*** Opening EXCERPT ***

Price of 40-year-old cancer drug raised from $50 to $768 a pill


#1

Originally published at: https://boingboing.net/2017/12/27/price-of-40-year-old-cancer-dr.html


#2

Nextsource CEO Robert Dicrisci, pictured, says they base pricing on "product-development costs, regulatory-agency fees, and the benefit the treatment delivers to patients.

Since there’s no new application for this drug, I call BS on the “regulatory-agency” fees accounting for a significant portion of the increased price. I suppose “product development costs” can broadly include re-branding, advertising, bribes speaking engagements given to friendly doctors, and hiring sexy sales reps.

The “benefit the treatment delivers to patients” (i.e. continued life for a seriously ill person) is indeed a luxury reserved for wealthy people in the view of this greedpig jumped-up patent troll and the late-stage capitalist system that allows him and his ilk to thrive.


#3

A simpler reading of this price hike is “because fuck you, that’s why.”


#4

That photo of Dicrisci has clearly been photoshopped to maximize my discomfort.


#5

This is where I think a corporate tax rate of 100% should be applied to profits (not revenue) for such ventures. If a firm hadn’t produced the product originally nor is under any other regulator that requires a price hike then all proceeds of the price hike should go to the people or the government.


#6

“benefit the treatment delivers” should be changed to how badly do they want to live. “If they have the means we have the treatment”


#7

Is this the tech bros’ new business model? Buy up drugs with inelastic demand and then jack the price way up?


#8

Fuck this guy and everyone else like him. Fuck healthcare for profit.


#9

This is how the system works now.

“Entrepreneurs” and “angel investors” don’t want to create anything, they want to profit from renting stuff other people created. That’s what “intellectual property rights” has come to mean.

A sizable portion of young people in my industry dream of selling out to Microsoft. Seriously, that’s literally what they think is the most admirable path to merit and success. Selling out to rent-seekers. That’s our mainstream of culture now.


#10

For a 40-year-old drug, I could probably have a pound of it made at a Chinese chemical fab for a couple thousand dollars. Not that I have a couple thousand dollars, but if I did I would sooner give it to them than these creeps.


#11

And they would test it in feral cats for you, too. Because, well, China. Thanks for all the carfentanyl, China.

But I agree: These pharma bros need to be outlawed. They are scum.


#12

This same economic theory was the basis for the recent Republican tax bill.


#13


#14

Yep. It’s a variation of the patent-troll model of rent-seeking. Just imagine the kind of mindset that looks at Martin Shkreli’s career and says “yeah, I want to be like that guy!”


#15

Needs more choppy bois (guillotines).

*** Closing EXCERPT ***
*** Opening THE DATA ***

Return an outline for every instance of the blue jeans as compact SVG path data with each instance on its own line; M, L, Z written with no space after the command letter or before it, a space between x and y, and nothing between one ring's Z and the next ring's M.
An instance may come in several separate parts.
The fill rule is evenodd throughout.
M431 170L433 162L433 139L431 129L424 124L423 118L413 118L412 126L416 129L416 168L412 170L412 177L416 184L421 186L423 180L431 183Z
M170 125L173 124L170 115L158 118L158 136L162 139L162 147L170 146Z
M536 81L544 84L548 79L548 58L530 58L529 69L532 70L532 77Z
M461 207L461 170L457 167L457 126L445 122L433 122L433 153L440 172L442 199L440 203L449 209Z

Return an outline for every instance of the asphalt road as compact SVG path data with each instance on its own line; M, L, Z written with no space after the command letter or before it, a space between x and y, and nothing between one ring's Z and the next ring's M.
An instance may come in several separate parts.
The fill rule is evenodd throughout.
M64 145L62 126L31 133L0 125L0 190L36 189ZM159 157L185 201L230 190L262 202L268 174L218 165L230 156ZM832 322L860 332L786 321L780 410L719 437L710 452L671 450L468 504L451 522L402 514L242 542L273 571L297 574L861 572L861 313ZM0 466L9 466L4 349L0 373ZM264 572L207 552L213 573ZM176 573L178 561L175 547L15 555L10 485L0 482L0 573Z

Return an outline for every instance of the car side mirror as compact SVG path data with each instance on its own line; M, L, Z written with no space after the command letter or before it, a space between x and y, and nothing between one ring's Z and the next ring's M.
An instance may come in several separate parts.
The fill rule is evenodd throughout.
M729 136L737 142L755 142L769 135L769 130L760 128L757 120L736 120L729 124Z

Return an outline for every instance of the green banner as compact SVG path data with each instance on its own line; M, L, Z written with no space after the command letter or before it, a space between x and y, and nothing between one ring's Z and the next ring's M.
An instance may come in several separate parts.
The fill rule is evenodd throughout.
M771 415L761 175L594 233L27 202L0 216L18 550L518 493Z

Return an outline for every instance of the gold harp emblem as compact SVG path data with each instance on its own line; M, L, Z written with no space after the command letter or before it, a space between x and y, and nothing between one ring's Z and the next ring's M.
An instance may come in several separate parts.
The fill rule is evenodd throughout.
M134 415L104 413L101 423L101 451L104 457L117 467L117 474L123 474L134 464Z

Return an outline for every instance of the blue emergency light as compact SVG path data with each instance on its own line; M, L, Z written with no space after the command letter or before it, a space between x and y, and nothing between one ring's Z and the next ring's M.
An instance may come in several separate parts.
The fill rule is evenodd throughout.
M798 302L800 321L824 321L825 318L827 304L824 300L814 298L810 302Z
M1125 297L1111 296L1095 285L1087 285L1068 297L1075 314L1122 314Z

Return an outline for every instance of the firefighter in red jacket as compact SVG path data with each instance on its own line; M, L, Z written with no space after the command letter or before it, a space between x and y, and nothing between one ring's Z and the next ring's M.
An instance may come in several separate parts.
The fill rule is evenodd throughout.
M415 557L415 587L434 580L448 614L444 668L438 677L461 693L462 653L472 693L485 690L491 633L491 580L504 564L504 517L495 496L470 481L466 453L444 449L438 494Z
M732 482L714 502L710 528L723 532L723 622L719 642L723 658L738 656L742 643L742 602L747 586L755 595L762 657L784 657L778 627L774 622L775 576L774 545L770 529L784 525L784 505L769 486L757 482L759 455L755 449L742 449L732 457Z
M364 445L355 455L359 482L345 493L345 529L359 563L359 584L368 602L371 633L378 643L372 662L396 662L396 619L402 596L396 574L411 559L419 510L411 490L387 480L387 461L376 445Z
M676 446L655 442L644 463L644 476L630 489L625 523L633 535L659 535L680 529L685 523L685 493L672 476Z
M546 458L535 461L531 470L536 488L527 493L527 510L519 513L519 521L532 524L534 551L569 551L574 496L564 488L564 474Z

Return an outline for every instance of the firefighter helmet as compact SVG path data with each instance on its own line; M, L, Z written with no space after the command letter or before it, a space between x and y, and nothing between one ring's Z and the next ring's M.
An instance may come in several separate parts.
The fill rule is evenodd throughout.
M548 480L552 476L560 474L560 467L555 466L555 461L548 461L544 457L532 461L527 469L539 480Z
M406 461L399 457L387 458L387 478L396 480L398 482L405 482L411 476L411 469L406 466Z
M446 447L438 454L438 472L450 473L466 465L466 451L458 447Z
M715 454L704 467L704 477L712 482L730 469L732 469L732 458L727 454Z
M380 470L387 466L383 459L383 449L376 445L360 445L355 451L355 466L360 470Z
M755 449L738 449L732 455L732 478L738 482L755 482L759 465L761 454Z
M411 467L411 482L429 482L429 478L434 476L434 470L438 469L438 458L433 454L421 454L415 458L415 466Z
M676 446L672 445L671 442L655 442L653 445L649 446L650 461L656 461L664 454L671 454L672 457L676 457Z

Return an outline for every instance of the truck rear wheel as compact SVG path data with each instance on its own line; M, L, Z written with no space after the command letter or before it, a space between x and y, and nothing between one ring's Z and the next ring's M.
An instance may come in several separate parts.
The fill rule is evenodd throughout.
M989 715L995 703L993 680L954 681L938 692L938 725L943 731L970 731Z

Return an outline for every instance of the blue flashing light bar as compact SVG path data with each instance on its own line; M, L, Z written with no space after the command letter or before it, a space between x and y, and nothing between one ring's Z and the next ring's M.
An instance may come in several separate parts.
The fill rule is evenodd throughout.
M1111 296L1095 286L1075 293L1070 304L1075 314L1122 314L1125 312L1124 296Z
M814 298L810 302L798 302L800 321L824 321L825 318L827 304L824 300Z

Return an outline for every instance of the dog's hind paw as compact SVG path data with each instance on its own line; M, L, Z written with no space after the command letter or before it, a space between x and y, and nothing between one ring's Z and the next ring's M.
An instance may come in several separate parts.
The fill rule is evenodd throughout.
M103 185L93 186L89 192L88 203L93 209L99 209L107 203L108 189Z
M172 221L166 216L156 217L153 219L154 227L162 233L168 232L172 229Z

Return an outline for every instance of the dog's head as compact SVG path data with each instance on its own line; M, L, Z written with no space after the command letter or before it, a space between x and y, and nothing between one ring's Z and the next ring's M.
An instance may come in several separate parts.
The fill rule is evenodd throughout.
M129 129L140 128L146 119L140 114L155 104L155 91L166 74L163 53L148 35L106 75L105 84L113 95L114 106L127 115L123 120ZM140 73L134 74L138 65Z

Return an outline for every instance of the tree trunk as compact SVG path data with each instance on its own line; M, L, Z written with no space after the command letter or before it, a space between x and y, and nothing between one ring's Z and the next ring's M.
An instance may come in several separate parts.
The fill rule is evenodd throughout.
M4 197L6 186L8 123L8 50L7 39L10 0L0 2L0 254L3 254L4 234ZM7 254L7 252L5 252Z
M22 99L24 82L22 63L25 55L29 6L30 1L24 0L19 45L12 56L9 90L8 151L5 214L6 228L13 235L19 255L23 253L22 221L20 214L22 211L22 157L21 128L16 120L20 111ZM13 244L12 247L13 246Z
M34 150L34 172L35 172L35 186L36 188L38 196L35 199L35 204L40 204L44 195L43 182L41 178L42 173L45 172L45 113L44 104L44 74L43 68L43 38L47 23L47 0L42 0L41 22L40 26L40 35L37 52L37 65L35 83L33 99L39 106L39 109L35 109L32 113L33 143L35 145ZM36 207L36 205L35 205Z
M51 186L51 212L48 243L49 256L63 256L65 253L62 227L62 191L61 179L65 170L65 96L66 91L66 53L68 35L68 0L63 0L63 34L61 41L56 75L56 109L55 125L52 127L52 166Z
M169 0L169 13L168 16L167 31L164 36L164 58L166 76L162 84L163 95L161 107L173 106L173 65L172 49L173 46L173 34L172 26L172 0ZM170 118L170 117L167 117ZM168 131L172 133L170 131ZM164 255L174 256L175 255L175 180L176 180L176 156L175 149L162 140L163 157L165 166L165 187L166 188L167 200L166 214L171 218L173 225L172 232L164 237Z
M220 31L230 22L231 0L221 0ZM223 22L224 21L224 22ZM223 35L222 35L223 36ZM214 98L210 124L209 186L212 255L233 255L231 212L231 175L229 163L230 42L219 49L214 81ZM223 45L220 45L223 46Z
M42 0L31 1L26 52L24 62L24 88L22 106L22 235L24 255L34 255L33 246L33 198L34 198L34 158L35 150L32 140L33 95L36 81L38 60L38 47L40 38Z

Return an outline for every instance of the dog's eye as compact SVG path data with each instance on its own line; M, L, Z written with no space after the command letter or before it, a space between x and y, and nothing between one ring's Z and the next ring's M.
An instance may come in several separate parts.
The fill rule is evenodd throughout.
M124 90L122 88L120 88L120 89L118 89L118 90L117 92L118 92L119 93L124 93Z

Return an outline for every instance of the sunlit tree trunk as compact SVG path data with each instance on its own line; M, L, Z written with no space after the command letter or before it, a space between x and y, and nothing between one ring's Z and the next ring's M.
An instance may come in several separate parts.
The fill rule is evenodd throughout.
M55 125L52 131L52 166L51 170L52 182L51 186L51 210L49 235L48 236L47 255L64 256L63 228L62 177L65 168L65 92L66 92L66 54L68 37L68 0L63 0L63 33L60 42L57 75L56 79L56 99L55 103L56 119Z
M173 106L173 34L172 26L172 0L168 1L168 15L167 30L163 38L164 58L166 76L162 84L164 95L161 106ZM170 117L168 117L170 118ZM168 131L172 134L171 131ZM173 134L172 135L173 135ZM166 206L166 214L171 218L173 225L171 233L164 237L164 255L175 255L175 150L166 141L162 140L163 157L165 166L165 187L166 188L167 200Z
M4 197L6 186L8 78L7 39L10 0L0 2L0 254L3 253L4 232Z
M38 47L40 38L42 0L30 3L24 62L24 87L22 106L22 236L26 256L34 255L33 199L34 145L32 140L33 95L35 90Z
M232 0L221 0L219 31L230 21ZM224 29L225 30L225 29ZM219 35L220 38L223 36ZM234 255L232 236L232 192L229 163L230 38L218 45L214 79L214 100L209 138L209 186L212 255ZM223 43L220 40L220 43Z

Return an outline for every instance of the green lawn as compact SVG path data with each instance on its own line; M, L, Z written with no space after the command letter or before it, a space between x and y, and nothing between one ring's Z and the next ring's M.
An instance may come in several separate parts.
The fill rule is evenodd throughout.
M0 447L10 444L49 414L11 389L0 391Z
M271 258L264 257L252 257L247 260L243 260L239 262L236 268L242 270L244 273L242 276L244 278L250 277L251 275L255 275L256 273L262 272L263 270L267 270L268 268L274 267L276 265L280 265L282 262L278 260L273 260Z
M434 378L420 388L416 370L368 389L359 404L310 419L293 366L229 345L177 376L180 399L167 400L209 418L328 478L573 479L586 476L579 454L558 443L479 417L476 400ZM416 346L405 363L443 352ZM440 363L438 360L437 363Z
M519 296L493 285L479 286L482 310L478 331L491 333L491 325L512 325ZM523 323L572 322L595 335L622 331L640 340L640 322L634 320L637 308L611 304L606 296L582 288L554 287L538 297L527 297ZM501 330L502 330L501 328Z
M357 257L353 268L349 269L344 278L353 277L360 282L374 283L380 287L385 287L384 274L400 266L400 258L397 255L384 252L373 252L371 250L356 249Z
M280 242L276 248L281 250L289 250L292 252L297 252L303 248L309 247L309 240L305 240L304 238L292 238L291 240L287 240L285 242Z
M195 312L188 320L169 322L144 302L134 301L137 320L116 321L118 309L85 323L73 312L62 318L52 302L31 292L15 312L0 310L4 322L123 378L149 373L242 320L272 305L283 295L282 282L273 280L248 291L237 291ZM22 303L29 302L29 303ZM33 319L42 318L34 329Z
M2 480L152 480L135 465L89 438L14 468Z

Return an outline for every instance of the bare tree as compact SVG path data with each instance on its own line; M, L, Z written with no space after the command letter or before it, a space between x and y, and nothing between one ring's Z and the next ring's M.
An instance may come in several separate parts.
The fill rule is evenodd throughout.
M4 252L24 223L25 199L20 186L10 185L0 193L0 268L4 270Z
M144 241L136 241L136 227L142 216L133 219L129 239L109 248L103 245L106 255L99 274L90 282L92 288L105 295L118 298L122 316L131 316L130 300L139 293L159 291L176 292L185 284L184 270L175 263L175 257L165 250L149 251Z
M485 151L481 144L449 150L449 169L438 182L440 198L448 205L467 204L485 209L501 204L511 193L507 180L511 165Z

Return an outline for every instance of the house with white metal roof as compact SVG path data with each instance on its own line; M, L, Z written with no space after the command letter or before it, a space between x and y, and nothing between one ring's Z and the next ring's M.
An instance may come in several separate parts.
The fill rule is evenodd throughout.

*** Closing THE DATA ***

» **REQUIREMENT 1**: In the comment thread on the cancer drug price, why does the second commenter reject the claim that regulatory-agency fees account for a large part of the increase? Answer in one to three sentences.
» **REQUIREMENT 2**: Summarize the comment thread on the cancer drug price in two sentences.
» **REQUIREMENT 3**: According to the comment thread on the cancer drug price, which company does Robert Dicrisci head?

» **RESULT 1**: The commenter rejects it because there is no new application for this drug. Without a new application, regulatory-agency fees could not explain a significant portion of the higher price.

» **RESULT 2**: The price of a 40-year-old cancer drug has been raised from $50 to $768 a pill, and the Nextsource CEO says the company bases pricing on product-development costs, regulatory-agency fees and the benefit to patients. Commenters dismiss that explanation as a form of patent-troll rent-seeking and suggest remedies such as a 100% tax on the profits of such ventures.

» **RESULT 3**: Nextsource